Impact of Sampling on Detection Accuracy

Supervised Detection

Supervised detectors, typically RoBERTa-based classifiers, exhibit high accuracy when trained and tested on data generated with similar sampling parameters. However, cross-parameter generalization is poor, especially for repetition penalty and high-temperature settings. Training on a mixture of parameter settings improves robustness, but even minor domain shifts in human data (e.g., switching news sources) cause accuracy to drop from 94% to 72%, indicating overfitting to the training distribution.

Figure 1: Heatmap of supervised detection accuracy across training and testing parameter configurations, revealing poor generalization for mismatched sampling strategies.

Unsupervised Detection

Unsupervised methods (Binoculars, FastDetectGPT) rely on surprisal and cross-entropy differences between detector models. These systems are highly sensitive to the alignment of the detector and generator distributions. For certain sampling adapters (notably repetition penalty and $T>1$ ), AUROC drops precipitously, sometimes to near 0.01, indicating complete failure to distinguish human from machine-generated text.

Figure 2: Binoculars and FastDetectGPT score distributions for top-p=0.9 and repetition penalty=1.05, illustrating detector breakdown under specific sampling regimes.

Mixture models, which average over multiple decoding-induced distributions, offer marginal improvements but do not resolve failures for problematic adapters.

Figure 3: Heatmap of AUC detection rates for unsupervised methods across decoding parameters, highlighting severe performance degradation for certain settings.

> _WORK ORDER A_:
Answer these questions from the excerpt on sampling and detection accuracy:
(i) How far does supervised detection accuracy fall when the news source of the human data is switched?
(ii) Which two unsupervised methods does the excerpt name?
(iii) Which two sampling settings are shown in Figure 2?
> _WORK ORDER B_:
Write the next section of the excerpt on sampling and detection accuracy, beginning after the Figure 3 caption.

> _DATA SECTION_:
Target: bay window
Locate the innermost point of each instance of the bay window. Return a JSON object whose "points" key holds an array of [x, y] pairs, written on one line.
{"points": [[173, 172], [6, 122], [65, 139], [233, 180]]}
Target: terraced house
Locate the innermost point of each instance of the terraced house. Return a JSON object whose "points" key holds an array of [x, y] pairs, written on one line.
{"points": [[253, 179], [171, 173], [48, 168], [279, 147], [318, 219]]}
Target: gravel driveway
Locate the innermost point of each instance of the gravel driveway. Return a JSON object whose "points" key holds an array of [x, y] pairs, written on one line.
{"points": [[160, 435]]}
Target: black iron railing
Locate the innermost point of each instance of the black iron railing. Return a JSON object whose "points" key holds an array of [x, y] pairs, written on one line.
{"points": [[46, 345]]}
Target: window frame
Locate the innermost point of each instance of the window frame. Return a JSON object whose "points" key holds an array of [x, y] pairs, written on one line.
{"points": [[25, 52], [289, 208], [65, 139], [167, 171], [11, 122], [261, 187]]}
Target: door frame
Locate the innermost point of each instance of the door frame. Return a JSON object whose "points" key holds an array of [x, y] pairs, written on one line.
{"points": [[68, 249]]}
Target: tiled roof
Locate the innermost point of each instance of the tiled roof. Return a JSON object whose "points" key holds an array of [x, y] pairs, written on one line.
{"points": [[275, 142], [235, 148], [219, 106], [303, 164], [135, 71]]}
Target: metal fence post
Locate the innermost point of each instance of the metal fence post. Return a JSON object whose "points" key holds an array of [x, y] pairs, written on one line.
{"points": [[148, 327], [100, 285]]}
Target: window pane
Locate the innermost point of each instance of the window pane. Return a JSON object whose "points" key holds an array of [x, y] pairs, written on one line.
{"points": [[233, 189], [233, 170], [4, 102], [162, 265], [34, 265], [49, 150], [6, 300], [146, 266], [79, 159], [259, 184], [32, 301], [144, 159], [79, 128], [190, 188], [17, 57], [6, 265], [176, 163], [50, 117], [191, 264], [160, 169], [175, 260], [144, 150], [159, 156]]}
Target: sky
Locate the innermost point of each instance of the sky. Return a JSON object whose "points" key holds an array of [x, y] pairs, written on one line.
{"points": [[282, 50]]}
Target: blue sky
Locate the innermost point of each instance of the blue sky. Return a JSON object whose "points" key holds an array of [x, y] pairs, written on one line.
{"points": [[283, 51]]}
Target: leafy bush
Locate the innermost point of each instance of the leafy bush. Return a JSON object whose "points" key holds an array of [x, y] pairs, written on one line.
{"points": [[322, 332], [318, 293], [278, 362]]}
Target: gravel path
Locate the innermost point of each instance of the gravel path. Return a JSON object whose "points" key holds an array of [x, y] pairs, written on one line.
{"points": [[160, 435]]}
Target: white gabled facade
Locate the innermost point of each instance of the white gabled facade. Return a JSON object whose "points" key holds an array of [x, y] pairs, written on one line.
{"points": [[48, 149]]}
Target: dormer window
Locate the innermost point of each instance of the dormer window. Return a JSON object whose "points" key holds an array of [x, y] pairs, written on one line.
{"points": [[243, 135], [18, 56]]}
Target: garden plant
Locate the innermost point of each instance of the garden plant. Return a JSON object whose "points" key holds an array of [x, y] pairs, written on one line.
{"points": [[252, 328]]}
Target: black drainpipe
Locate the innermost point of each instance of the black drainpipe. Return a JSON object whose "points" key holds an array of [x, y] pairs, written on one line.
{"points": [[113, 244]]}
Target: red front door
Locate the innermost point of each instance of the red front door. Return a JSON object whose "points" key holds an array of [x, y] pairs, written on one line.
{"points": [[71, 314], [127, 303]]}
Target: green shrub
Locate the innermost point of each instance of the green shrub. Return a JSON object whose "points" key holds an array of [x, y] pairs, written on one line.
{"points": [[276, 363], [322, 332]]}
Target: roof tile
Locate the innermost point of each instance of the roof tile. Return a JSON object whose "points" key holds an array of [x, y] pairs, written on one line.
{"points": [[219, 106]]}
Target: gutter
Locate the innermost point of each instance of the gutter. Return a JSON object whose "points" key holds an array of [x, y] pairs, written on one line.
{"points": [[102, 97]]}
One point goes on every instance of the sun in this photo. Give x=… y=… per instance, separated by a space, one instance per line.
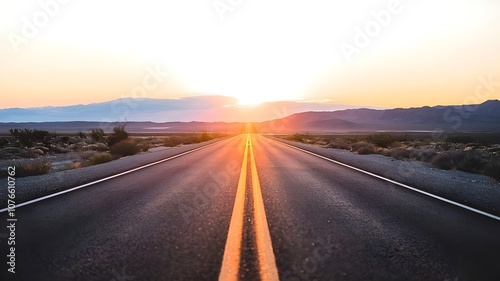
x=250 y=101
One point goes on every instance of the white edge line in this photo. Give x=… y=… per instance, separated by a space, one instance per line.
x=398 y=183
x=107 y=178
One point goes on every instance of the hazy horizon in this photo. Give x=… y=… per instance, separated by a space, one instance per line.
x=383 y=54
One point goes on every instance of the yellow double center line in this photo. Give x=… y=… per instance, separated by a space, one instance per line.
x=232 y=252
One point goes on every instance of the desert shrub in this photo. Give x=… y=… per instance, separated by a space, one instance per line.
x=86 y=155
x=366 y=150
x=356 y=147
x=119 y=134
x=26 y=137
x=460 y=139
x=33 y=168
x=423 y=154
x=299 y=137
x=492 y=169
x=339 y=145
x=473 y=162
x=382 y=140
x=399 y=153
x=97 y=135
x=447 y=160
x=172 y=141
x=100 y=157
x=124 y=148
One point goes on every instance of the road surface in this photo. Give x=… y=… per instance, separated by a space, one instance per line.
x=249 y=208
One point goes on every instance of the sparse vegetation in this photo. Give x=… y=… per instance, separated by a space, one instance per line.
x=100 y=157
x=119 y=134
x=27 y=137
x=33 y=168
x=97 y=135
x=124 y=148
x=38 y=152
x=458 y=152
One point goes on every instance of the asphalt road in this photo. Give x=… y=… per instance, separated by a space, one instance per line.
x=198 y=215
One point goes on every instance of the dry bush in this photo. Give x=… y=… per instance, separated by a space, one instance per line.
x=339 y=145
x=400 y=153
x=33 y=168
x=423 y=154
x=447 y=160
x=124 y=148
x=363 y=148
x=100 y=157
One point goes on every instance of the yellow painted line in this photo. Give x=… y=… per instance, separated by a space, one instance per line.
x=267 y=262
x=232 y=251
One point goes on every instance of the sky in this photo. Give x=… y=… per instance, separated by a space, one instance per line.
x=363 y=53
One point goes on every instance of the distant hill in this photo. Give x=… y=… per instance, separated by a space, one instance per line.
x=482 y=117
x=186 y=109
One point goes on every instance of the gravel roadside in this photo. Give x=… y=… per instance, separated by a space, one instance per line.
x=28 y=188
x=474 y=190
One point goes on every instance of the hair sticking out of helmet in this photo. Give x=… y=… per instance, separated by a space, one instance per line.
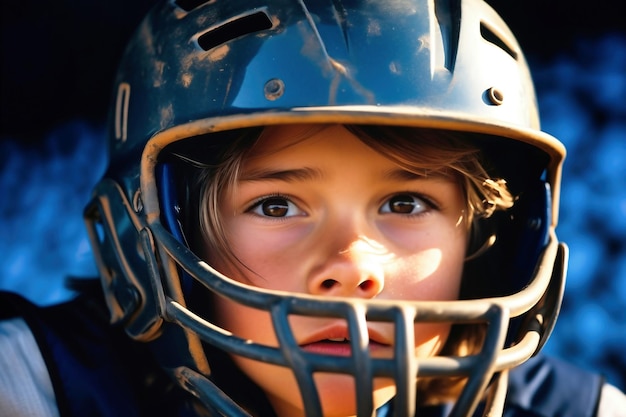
x=402 y=136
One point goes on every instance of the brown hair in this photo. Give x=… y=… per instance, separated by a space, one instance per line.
x=423 y=151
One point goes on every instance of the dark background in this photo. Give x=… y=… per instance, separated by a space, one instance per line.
x=58 y=59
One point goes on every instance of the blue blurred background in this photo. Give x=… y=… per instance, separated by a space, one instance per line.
x=58 y=60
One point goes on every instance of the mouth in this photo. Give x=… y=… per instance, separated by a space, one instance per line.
x=336 y=341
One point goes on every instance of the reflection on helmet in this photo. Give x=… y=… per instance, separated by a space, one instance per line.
x=201 y=71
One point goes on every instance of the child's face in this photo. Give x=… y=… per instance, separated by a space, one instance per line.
x=327 y=215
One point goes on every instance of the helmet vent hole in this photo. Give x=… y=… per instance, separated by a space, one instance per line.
x=491 y=36
x=188 y=5
x=243 y=25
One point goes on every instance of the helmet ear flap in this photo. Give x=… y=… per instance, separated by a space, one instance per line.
x=125 y=253
x=542 y=317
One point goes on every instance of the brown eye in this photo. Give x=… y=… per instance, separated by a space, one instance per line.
x=404 y=204
x=275 y=207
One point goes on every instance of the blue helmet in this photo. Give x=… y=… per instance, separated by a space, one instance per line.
x=197 y=70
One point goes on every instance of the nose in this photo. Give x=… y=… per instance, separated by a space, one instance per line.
x=357 y=271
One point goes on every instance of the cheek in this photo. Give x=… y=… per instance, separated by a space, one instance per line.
x=245 y=322
x=265 y=258
x=432 y=273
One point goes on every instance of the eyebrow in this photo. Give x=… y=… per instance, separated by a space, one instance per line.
x=400 y=174
x=287 y=175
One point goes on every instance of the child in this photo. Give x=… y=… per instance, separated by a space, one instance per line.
x=327 y=208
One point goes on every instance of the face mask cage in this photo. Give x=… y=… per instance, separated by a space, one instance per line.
x=145 y=290
x=404 y=367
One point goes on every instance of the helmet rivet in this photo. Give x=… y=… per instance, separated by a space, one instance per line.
x=274 y=89
x=137 y=203
x=495 y=96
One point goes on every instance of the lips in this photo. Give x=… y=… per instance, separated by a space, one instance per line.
x=335 y=341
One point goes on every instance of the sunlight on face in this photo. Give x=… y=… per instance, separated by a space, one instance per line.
x=316 y=211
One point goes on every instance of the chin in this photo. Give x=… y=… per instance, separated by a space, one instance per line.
x=338 y=396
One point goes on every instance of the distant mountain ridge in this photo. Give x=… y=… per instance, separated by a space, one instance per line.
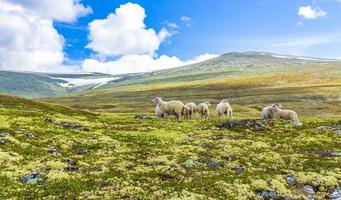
x=234 y=64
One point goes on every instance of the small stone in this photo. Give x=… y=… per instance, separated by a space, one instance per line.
x=70 y=161
x=267 y=194
x=310 y=192
x=71 y=169
x=70 y=125
x=30 y=135
x=291 y=180
x=214 y=164
x=239 y=169
x=335 y=194
x=329 y=153
x=190 y=163
x=83 y=151
x=33 y=178
x=53 y=151
x=5 y=134
x=144 y=117
x=48 y=120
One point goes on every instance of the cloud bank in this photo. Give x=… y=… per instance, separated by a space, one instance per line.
x=124 y=35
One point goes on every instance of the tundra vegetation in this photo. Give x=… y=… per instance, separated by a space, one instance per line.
x=109 y=144
x=77 y=154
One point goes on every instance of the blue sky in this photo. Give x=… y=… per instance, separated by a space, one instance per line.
x=117 y=36
x=221 y=26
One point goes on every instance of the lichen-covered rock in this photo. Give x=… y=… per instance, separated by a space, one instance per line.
x=5 y=134
x=239 y=169
x=33 y=178
x=267 y=194
x=214 y=164
x=335 y=194
x=53 y=151
x=30 y=135
x=70 y=125
x=246 y=123
x=83 y=151
x=291 y=180
x=144 y=117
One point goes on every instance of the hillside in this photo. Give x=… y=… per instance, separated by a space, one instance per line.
x=310 y=85
x=35 y=85
x=51 y=151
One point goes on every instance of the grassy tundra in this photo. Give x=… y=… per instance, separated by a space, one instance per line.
x=131 y=158
x=98 y=150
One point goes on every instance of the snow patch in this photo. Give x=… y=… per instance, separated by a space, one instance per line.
x=78 y=82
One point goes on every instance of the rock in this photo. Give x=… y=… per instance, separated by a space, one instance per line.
x=329 y=153
x=190 y=163
x=5 y=134
x=227 y=158
x=144 y=117
x=53 y=151
x=267 y=194
x=247 y=123
x=70 y=161
x=4 y=141
x=291 y=180
x=310 y=192
x=239 y=169
x=70 y=125
x=33 y=178
x=214 y=164
x=30 y=135
x=335 y=194
x=48 y=120
x=71 y=169
x=83 y=151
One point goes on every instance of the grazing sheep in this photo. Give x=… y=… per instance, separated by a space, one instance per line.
x=268 y=112
x=203 y=110
x=191 y=113
x=286 y=114
x=175 y=108
x=159 y=113
x=224 y=109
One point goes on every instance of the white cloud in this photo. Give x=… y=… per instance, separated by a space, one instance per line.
x=139 y=63
x=28 y=40
x=186 y=20
x=124 y=33
x=309 y=12
x=61 y=10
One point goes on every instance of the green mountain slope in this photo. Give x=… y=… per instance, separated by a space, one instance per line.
x=35 y=85
x=308 y=85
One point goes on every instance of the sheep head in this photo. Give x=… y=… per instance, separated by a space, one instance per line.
x=157 y=100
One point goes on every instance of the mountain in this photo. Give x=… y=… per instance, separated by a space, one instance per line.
x=250 y=80
x=37 y=85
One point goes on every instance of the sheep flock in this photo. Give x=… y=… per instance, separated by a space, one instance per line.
x=166 y=109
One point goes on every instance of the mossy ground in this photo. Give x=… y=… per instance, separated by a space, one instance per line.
x=159 y=159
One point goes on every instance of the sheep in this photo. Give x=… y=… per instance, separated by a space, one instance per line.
x=159 y=113
x=286 y=114
x=190 y=114
x=176 y=108
x=203 y=110
x=224 y=108
x=268 y=112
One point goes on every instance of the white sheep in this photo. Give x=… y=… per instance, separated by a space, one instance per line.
x=268 y=112
x=190 y=114
x=176 y=108
x=203 y=110
x=285 y=114
x=224 y=109
x=159 y=113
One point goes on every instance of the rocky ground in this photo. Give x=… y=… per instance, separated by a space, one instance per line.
x=53 y=152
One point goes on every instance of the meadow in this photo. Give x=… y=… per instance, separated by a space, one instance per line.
x=78 y=154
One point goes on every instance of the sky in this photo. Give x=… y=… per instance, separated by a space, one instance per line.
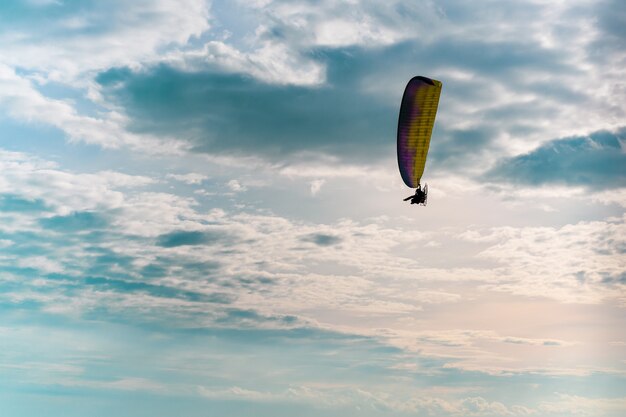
x=201 y=211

> _RESPONSE BOX A_:
(i) From 94% to 72%.
(ii) Binoculars and FastDetectGPT.
(iii) Top-p=0.9 and repetition penalty=1.05.

> _RESPONSE BOX B_:
Mechanisms of Detector Failure

The analysis correlates detection performance with distributional metrics. High entropy and large divergence between the main and auxiliary detector models are the strongest predictors of detection failure. Perplexity and direct distributional distance (TV, L2) are less informative. The detectors misclassify highly diverse machine-generated texts as human, due to the induced distributional similarity in the token frequency tails and entropy profiles.

Figure 4: Changes in the decoding strategy can lead to errors in detection, as illustrated by misclassification under top-p and repetition penalty settings.

Practical and Theoretical Implications

The findings have several implications:

Benchmark Design: Existing ATD benchmarks insufficiently cover the space of decoding strategies. Robust evaluation requires systematic variation of generation parameters.
Detector Robustness: Both supervised and unsupervised detectors are brittle to changes in sampling adapters. Overfitting to specific generator distributions or human domains is prevalent.
Adversarial Evasion: Simple parameter tuning (e.g., increasing repetition penalty) can evade detection, raising concerns for misuse in plagiarism, fraud, and misinformation.
Model Alignment: Unsupervised methods require close alignment between detector and generator models; mismatches induce false negatives and positives.

Future Directions

The study suggests several avenues for future research:

Comprehensive Benchmarks: Expansion to more languages, models, and advanced decoding techniques (e.g., MBR, MCTS).
Adaptive Detection: Development of detectors robust to distributional shifts induced by sampling adapters.
Domain Generalization: Addressing overfitting in supervised detectors to improve cross-domain performance.
Distributional Analysis: Leveraging deeper statistical properties of text for detection, beyond token-level surprisal.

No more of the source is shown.